*What needs to be done*:
Copy the data below line for line, keeping every character, bracket, and number exactly as it appears.
:: Dataset extract ::
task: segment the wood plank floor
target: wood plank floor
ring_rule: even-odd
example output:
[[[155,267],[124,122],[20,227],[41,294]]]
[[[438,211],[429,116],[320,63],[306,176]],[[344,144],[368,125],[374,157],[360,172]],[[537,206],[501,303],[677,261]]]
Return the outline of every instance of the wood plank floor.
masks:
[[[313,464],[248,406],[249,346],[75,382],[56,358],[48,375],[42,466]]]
:::
*Response to the task*:
task: segment the wood plank floor
target: wood plank floor
ring_rule: even-odd
example output:
[[[155,267],[124,122],[20,227],[41,294]]]
[[[438,211],[429,116],[320,63],[306,176]],[[344,144],[368,125],[374,157],[360,172]],[[537,206],[501,303],[677,261]]]
Return the outline of every instance of the wood plank floor.
masks:
[[[313,464],[248,406],[249,346],[75,382],[56,358],[48,375],[42,466]]]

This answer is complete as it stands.